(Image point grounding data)
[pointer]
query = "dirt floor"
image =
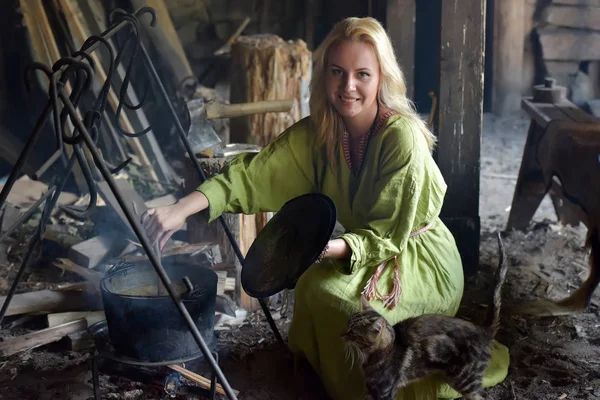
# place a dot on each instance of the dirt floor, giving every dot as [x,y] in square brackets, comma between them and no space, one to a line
[551,357]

Work item => Starting with the line that contains "# place a dot", restate every line up to and including the last one above, exactly.

Response area =>
# place a dot on each instance of the dirt floor, giving every dot as [x,y] in square brackets, comma between them and no space, one to a line
[551,357]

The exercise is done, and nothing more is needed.